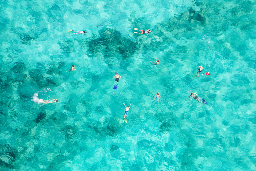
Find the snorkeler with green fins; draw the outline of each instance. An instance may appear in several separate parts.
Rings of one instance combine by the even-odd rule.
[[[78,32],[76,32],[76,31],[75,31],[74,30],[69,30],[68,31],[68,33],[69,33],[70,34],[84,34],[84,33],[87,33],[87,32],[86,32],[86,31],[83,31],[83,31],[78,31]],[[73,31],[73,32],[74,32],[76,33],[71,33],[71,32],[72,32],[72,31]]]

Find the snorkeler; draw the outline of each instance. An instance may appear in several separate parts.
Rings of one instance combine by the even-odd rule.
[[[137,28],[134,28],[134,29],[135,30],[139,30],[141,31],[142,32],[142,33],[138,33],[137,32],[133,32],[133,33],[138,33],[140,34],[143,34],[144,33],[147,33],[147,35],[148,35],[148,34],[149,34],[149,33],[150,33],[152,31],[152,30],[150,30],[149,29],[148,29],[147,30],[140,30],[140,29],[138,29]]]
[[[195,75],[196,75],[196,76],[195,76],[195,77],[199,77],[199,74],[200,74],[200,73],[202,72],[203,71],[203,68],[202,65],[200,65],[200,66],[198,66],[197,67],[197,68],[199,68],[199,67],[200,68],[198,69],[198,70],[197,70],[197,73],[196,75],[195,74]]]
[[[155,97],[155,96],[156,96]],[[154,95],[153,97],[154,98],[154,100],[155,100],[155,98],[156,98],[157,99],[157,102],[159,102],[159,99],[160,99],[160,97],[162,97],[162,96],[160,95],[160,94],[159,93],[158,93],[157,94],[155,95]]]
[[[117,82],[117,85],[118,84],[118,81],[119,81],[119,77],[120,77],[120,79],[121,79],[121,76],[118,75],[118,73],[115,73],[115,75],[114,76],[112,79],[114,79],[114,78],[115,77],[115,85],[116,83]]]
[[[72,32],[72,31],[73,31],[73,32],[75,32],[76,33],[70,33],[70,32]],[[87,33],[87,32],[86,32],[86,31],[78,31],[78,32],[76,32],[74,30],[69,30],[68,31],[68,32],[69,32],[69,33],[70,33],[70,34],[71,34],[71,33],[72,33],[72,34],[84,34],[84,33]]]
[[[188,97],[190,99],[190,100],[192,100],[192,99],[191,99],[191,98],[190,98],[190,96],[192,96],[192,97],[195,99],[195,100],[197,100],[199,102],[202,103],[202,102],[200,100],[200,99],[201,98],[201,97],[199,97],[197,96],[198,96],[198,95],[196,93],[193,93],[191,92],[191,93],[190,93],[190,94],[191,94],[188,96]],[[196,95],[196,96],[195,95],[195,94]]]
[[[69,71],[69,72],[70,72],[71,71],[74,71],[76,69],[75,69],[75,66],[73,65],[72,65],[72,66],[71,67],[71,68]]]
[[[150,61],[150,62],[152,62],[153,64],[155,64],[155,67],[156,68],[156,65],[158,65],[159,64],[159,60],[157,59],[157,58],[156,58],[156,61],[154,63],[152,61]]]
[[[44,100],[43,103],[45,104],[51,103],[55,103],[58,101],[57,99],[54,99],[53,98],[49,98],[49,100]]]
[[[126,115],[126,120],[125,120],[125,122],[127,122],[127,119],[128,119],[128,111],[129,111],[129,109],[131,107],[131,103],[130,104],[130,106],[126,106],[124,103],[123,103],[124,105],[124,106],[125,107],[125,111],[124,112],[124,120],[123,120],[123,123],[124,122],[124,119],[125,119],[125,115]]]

____________________

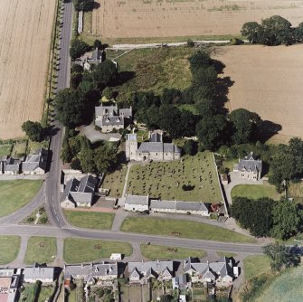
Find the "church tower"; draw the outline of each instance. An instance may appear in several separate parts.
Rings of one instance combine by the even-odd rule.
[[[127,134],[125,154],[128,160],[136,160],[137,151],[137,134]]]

____________________

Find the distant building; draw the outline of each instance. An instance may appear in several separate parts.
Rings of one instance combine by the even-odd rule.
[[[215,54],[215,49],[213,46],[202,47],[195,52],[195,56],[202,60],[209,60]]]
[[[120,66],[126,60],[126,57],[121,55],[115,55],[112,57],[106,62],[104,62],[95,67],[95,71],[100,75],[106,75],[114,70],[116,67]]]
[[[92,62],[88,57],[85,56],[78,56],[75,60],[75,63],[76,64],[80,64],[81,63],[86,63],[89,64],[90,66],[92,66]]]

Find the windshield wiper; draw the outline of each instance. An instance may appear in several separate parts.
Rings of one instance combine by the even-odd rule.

____________________

### [GIVEN INSTRUCTION]
Collect every line in the records above that contains the string "snorkeler", and copy each one in full. Case counts.

### [PROBLEM SOLUTION]
Find the snorkeler with green fins; draw the outline of each instance. An instance may appear in several separate parts.
Find the snorkeler; draw the outline of each instance. An instance may appear in several separate parts.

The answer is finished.